PASSAGE SHOWN:
- - -

United Nations Secretary General António Guterres has called for an immediate and unconditional de-escalation of violence in Syria as civilians in the war-torn country suffer through one of the most violent periods in nearly seven years of conflict.
In a statement attributable to his spokesperson, Mr. Guterres stressed that “all concerned in Syria and the region have a responsibility and must abide by international law and relevant Security Council resolutions.”
“He calls on all to work for an immediate and unconditional de-escalation of violence and exercise restraint,” added the statement.
The UN chief also urged all parties to move swiftly toward a political solution, in line with Security Council Resolution 2254, noting that it is the only way to end the violence and the terrible suffering of the Syrian people.
Earlier today, the UN High Commissioner for Human Rights also underlined the need for urgent international action to protect civilians caught up in “wave after wave” of deadly airstrikes.
“The no-holds-barred nature of this assault is evidenced by reports that at least nine medical facilities, six of them in Idlib and three in eastern Ghouta, were hit by airstrikes,” said High Commissioner Zeid Ra’ad Al Hussein in a news release issued by his office.
“Even by Syria’s atrocious standards, these are exceptionally deplorable developments – and a cruel irony given that both have been declared ‘de-escalation areas’,” he added.
According to OHCHR, between 4 and 9 February, at least 277 civilians are reported to have been killed, with 230 among them in airstrikes by the Syrian Government and its allies. A further 812 civilians are reported to have been injured.
In one of the worst incidents, a “rolling series of airstrikes” on residential areas of Duma (near the capital, Damascus) on 6 February reportedly killed at least 31 civilians, including 12 women and four children, and injured more than 100 others, including 37 children.
In the news release, the UN human rights wing also noted that numerous rockets and mortars continue to be fired from opposition-held areas into populated areas of Government-held capital Damascus and surrounding suburbs, with at least seven civilians reported killed and 18 others injured in various locations between 6 and 9 February.

- - -

EXTRACTED DATA:
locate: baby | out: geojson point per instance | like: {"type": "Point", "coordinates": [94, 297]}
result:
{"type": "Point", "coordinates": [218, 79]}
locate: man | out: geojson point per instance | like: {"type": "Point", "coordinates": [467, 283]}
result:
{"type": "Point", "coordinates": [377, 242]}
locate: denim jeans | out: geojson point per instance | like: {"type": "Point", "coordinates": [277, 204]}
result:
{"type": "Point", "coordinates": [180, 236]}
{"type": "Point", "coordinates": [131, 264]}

- - -

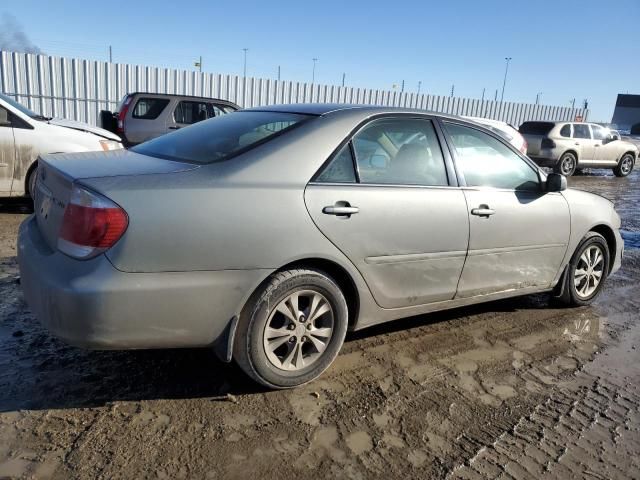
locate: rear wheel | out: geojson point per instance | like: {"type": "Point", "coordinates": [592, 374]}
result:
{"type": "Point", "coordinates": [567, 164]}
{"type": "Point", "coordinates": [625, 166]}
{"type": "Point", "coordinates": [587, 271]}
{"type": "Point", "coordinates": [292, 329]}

- - -

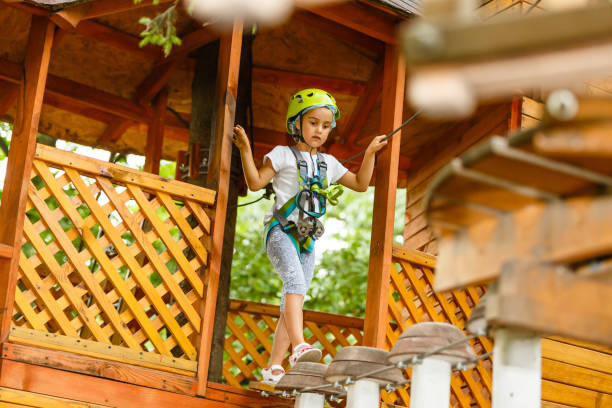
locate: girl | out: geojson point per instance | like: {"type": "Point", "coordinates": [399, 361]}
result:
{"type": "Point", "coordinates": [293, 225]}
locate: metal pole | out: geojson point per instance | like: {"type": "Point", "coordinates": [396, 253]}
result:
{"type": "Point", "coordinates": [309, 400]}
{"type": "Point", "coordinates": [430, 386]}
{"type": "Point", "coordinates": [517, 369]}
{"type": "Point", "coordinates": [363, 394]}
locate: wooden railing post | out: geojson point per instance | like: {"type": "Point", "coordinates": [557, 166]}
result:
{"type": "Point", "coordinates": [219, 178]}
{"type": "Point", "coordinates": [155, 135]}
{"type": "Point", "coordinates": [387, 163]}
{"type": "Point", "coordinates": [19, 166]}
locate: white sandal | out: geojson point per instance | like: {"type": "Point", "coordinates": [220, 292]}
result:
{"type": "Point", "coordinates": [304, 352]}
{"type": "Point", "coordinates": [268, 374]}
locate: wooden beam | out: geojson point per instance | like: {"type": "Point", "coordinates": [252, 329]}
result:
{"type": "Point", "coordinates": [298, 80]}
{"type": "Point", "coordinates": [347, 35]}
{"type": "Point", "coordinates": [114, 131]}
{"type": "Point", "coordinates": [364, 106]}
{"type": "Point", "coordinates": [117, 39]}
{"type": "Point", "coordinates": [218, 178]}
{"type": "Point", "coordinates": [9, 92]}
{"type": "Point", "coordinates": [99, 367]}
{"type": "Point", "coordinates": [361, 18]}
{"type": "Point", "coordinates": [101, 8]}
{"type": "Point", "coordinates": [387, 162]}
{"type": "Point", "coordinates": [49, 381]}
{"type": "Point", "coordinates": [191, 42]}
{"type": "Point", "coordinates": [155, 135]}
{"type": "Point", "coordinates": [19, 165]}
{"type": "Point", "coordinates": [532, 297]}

- - -

WORK TASK 1:
Using the article on Syria, decide whether each statement agrees with it. Answer yes or no for each and quote the words that settle it.
(a) Guterres called for a de-escalation of violence that depends on certain conditions being met.
(b) Six of the medical facilities reported hit by airstrikes were in Idlib.
(c) The airstrikes on Duma took place on 9 February.
WORK TASK 2:
Answer these questions from the article on Syria.
(a) Which Security Council resolution does Guterres say a political solution should follow?
(b) According to OHCHR, how many civilians were reported injured between 4 and 9 February?
(c) How many civilians were reported killed by rockets and mortars fired into Damascus and its suburbs between 6 and 9 February?
WORK TASK 3: Carry on the article on Syria from its final sentence.

WRITTEN RESPONSE 1:
(a) No: "an immediate and unconditional de-escalation of violence"
(b) Yes: "at least nine medical facilities, six of them in Idlib and three in eastern Ghouta, were hit by airstrikes"
(c) No: "on residential areas of Duma (near the capital, Damascus) on 6 February"

WRITTEN RESPONSE 2:
(a) Security Council Resolution 2254
(b) 812
(c) At least seven

WRITTEN RESPONSE 3:
Elsewhere in the war-ravaged country, fighting continues to take its toll with a number of civilians, including children, reportedly killed and injured in Afrin district in north-western Syria.
In the east of the country, civilian casualties are reported in airstrikes and ground-based strikes in areas still under the control of the Islamic State of Iraq and the Levant (ISIL/Da’esh) – primarily in Deir-ez-Zor governorate. However, the greatest threats now faced by civilians in such areas are improvised explosive devices, unexploded ordinance and other explosive remnants of war.
Situation in Syria is ‘crying out’ to be referred to the International Criminal Court – UN rights chief
In the news release, Mr. Zeid also said that the various Governments and some armed opposition groups professing to adhere to international humanitarian law and international human rights law, violations “continue on a daily basis, despite the creation of so-called ‘de-escalation areas’ in 2017.”
“The term ‘de-escalation area’ is becoming all too reminiscent of the so-called “safe areas” in Bosnia, which proved anything but safe, as we were starkly reminded during the recent trials of Ratko Mladic and Radovan Karadzic,” he added, underscoring that the situation in Syria is “crying out” to be referred to the International Criminal Court (ICC), as well as for a much more concerted effort by UN Member States to bring peace.
“The conduct and management of this war has been utterly shameful from the outset, and the failure to end it marks an epic failure of global diplomacy,” the High Commissioner stressed.